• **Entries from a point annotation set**

####

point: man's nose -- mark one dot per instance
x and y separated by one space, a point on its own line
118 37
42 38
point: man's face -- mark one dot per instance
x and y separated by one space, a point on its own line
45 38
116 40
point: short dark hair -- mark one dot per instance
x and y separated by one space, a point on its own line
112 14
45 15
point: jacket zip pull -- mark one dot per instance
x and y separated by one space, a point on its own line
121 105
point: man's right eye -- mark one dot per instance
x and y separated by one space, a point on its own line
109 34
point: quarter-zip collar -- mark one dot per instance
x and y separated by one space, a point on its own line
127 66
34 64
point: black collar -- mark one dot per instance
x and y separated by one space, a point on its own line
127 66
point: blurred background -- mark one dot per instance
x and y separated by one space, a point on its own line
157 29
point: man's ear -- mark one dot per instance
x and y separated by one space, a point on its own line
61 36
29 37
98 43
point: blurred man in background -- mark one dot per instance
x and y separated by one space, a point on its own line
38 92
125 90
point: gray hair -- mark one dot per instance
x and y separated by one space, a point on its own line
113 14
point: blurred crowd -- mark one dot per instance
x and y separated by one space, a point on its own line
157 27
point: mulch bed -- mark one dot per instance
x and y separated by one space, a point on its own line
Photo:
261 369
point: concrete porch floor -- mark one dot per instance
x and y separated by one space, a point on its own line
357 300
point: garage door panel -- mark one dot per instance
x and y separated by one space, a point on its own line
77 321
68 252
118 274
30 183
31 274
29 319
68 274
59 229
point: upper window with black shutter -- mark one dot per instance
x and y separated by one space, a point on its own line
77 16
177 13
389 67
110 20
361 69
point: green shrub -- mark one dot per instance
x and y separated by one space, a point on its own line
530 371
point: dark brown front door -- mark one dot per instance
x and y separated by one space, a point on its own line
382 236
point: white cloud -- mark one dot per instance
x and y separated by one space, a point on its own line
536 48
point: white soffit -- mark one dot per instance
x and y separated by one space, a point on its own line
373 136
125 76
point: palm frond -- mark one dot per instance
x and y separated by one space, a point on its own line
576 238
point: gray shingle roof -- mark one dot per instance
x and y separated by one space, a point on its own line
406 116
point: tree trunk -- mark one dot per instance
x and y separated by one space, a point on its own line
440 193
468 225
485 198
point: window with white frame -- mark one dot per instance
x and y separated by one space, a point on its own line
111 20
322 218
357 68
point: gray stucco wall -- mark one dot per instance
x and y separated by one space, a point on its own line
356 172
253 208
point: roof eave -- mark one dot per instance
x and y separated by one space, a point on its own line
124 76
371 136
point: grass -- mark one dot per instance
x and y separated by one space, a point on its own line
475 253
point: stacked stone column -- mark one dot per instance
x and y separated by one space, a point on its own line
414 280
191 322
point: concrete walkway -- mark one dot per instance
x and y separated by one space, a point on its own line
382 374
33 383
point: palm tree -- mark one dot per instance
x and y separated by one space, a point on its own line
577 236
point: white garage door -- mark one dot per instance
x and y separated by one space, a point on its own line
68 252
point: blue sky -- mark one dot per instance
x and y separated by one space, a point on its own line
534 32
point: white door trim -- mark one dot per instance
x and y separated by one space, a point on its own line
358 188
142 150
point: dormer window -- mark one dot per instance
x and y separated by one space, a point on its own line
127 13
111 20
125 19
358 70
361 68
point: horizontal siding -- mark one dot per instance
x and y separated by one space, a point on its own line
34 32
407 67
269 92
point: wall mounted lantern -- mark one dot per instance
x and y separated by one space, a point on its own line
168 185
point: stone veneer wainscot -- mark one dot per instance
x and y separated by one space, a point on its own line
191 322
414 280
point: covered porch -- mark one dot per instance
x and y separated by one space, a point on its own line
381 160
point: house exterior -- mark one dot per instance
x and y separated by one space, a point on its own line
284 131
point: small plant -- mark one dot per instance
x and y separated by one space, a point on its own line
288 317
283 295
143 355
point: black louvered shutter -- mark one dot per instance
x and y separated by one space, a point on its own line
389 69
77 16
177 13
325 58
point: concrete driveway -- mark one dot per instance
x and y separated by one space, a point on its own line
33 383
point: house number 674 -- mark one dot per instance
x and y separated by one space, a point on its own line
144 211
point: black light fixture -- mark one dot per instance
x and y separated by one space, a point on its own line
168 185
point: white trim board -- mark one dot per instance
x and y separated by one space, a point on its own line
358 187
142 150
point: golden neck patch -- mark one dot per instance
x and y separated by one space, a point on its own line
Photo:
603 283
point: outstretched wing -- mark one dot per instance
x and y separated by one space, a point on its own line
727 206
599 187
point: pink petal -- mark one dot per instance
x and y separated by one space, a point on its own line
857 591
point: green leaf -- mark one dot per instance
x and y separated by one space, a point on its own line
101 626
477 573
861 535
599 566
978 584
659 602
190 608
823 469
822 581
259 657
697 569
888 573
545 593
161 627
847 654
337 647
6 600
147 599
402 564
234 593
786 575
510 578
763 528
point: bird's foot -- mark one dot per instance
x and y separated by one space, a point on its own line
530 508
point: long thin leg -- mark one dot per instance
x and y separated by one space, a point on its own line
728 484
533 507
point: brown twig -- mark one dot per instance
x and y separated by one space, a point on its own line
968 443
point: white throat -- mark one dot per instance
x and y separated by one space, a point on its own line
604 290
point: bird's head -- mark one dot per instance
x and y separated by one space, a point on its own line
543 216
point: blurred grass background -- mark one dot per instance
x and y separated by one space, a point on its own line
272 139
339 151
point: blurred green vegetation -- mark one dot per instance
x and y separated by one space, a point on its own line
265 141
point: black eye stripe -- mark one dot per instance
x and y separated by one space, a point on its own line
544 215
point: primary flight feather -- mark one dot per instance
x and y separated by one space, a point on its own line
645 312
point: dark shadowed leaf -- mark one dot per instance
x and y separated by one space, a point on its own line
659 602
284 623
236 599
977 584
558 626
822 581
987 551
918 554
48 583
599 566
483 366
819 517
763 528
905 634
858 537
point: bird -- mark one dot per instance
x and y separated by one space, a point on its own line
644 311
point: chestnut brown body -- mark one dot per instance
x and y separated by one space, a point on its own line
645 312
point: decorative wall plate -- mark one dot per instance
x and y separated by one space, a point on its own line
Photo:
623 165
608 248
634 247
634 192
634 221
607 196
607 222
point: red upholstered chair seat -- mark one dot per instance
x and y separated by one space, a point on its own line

####

• **TASK OBJECTIVE**
Retype the entries one by one, exactly.

• **ANSWER TO THIS TASK**
point: man's nose -- mark one dot per instance
x and y separated by one space, a point on its own line
118 37
42 38
point: man's face -- mark one dot per instance
x and y separated by one space, a point on its own line
45 38
116 40
point: short dark hair -- mark one dot per instance
x and y separated by one space, a point on its own line
112 14
45 15
point: jacket zip pull -- mark one dot per instance
x and y separated by one space, a point on its own line
121 105
point: man's right eye -- mark one dot per instance
x and y separated by one space, a point on its own line
109 34
point: quarter-zip collar -- mark one dot per instance
x and y separated by one space, a point on its own line
127 66
34 64
point: black collar -- mark one dot per instance
x and y separated by one space, a point on its own line
127 66
point: blurred background -- mark one dot per instance
x and y separated by one space, a point on its own line
157 29
point: man's ear -- mark one dot per instance
x and y separated by one space, a point on its own line
61 36
29 37
98 43
point: blurred man in background -- mark one dot per instance
x and y separated by one space, a point on its own line
38 92
125 90
point: gray hair -- mark one dot per instance
x and y separated by one space, a point on its own line
113 14
point: blurred crowd -- mark one dot per instance
x and y separated by one space, a point on its own line
157 27
point: mulch bed -- mark one dot per instance
x and y separated by one space, a point on its own line
Photo:
261 369
point: concrete porch floor -- mark one dot per instance
x and y separated by one space, a point on its own line
357 300
point: garage door panel -- mark one dot per instance
x and y separated by one space, a point on its own line
77 321
68 252
118 274
30 183
31 274
29 319
68 274
59 229
point: upper window with black shutter -- mark one dot per instance
x and y separated by one space, a point on its own line
77 16
177 13
389 67
110 20
361 69
point: green shrub -- mark one dot per instance
x and y separated by one space, a point on its own line
530 371
point: dark brown front door -- mark one dot per instance
x and y separated by one space, a point on its own line
382 236
point: white cloud -- mark one dot per instance
x and y separated by one space, a point on its own line
536 48
point: white soffit -- mark one dot per instance
x and y separated by one space, a point on its own line
373 136
125 76
point: palm frond -- mark one dot per instance
x and y separated by one space, a point on its own line
576 238
point: gray shingle roof -- mark one dot per instance
x and y separated by one space, a point on its own line
406 116
point: tree trunk -- mark one dot per instance
x and y separated by one space, a point on its own line
440 193
468 225
485 198
point: window with white frame -- mark one dot per instance
x and y separated by one space, a point on its own line
111 20
322 218
357 68
point: gray stucco wall -- mark one dot per instance
x and y separated by one space, a point on its own line
356 172
253 208
point: roof eave -- mark one dot per instance
x and y separated by one space, a point on its own line
124 76
371 136
point: grass -- mark one dot per instance
x and y separated by one space, a point on its own line
475 253
point: stacked stone column -- mark one dot per instance
x and y separated by one space, a point on its own line
414 280
191 322
point: concrete walkway -- mark one dot per instance
x and y separated by one space, a point on its own line
382 374
33 383
point: palm tree -- mark one dot per instance
x and y separated by one space, a point on its own line
577 236
point: white garage door -- mark one dot per instance
x and y separated by one space, a point on its own line
68 252
point: blue sky -- mark one dot per instance
x and y separated by one space, a point on its own line
534 32
point: white door trim -- mark one dot per instance
x and y separated by one space, a point on its own line
358 188
142 150
point: dormer window -- mark one dot per instance
x and y separated by one space, a point on its own line
127 13
111 20
125 19
358 70
361 68
point: horizontal siding -- mark one dot per instance
x and y separated by one space, a point on its own line
34 32
407 67
269 92
point: wall mounted lantern -- mark one dot per instance
x and y separated by one space, a point on its own line
168 185
point: stone veneer wainscot -- mark one dot per instance
x and y separated by one space, a point on its own line
191 322
414 280
point: covered porch -- mark one dot per instance
x and y separated by one space, a point on its own line
381 160
point: house exterior -- mark one dot per instance
x and y separated by one space, a point on its own line
284 131
point: small plant -- mark one dot per instance
x and y separated by one space, a point on its own line
288 317
283 295
143 355
point: black louvered shutter -- mark one dot per instance
x and y separated by one space, a point on its own line
389 69
77 16
177 13
325 58
point: concrete driveway -- mark one dot per instance
x and y separated by one space, a point on its own line
33 383
point: house number 674 -- mark one dot per instance
x and y separated by one space, a point on its own line
144 211
point: black light fixture -- mark one dot per instance
x and y separated by one space, a point on its own line
168 185
point: white trim board -- mark one dot per instance
x and y separated by one space, a point on its own line
358 187
142 150
point: golden neck patch -- mark one dot per instance
x and y separated by one space, a point on its own line
Photo:
603 283
point: outstretched wing -- mark one dot per instance
x and y separated by one space, a point on its own line
727 206
599 187
point: pink petal -- mark one dot per instance
x and y separated by one space, a point on its own line
857 591
point: green leaf -- mark one dot per instance
x and y separated by one space, a point on its own line
101 626
477 573
861 535
599 566
978 584
659 602
190 608
823 469
822 581
259 657
697 569
888 573
545 593
161 627
847 654
337 647
6 600
147 599
402 564
234 593
786 575
510 578
763 528
point: bird's foot -- mark one dot per instance
x and y separated by one space, a point on its own line
530 508
point: long thin leg -- mark one dot per instance
x and y separated by one space, a point on its own line
728 484
533 507
point: brown twig -- mark one dot per instance
x and y separated by one space, a point on its own line
968 443
point: white throat -- mark one dot per instance
x and y separated by one space, a point on its own line
604 290
point: bird's head -- mark one dot per instance
x and y separated by one space, a point on its own line
543 216
point: blurred grass background -- mark one dot per instance
x and y separated by one space, a point on its own line
272 139
339 151
point: blurred green vegetation -- mark one dot per instance
x and y separated by one space, a point on its own line
265 141
point: black eye stripe -- mark one dot per instance
x and y separated by one space, a point on its own line
544 215
point: primary flight feather -- mark one dot per instance
x and y separated by one space, a point on its own line
645 312
point: dark shadowed leaf -- mark one dot per instance
x and y separated by one space, a point on its own line
659 602
284 623
236 599
977 584
558 626
822 581
987 551
918 554
48 583
599 566
483 366
819 517
763 528
905 634
858 537
point: bird -- mark one dot per instance
x and y separated by one space, a point on its own line
644 311
point: chestnut brown body -- mark one dot per instance
x and y separated by one space, a point on its own line
645 312
point: decorative wall plate -- mark one dot per instance
x and y separated by one space, a point on its own line
Photo:
623 165
608 248
634 247
634 192
634 221
607 196
607 222
point: red upholstered chair seat -- mark one dot per instance
x and y separated by one space, a point on its own line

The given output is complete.